### EXERCISE GOAL:
Give back all the data exactly, line by line.

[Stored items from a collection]
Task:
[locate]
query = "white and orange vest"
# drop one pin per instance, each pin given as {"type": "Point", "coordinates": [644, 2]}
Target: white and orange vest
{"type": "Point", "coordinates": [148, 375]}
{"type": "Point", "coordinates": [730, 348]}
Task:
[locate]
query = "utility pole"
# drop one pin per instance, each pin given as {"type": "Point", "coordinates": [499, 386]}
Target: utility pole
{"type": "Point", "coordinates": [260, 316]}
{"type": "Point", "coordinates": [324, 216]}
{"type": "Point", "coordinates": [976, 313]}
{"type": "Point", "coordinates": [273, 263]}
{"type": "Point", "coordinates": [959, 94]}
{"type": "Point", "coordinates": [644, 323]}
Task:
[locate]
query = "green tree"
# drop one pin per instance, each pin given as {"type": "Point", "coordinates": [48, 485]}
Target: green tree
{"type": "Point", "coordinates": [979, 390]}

### TASK RESULT:
Task:
[locate]
query = "white and orange vest"
# drop one pin per instance, each pin given as {"type": "Point", "coordinates": [644, 2]}
Target: white and orange vest
{"type": "Point", "coordinates": [148, 375]}
{"type": "Point", "coordinates": [730, 348]}
Task:
[locate]
query = "utility pole"
# drop one pin per instance, each pin given as {"type": "Point", "coordinates": [499, 386]}
Target: utility pole
{"type": "Point", "coordinates": [260, 316]}
{"type": "Point", "coordinates": [324, 216]}
{"type": "Point", "coordinates": [976, 313]}
{"type": "Point", "coordinates": [273, 263]}
{"type": "Point", "coordinates": [959, 94]}
{"type": "Point", "coordinates": [644, 323]}
Task:
[locate]
query = "green tree"
# drop one pin per instance, each pin given as {"type": "Point", "coordinates": [48, 485]}
Target: green tree
{"type": "Point", "coordinates": [979, 390]}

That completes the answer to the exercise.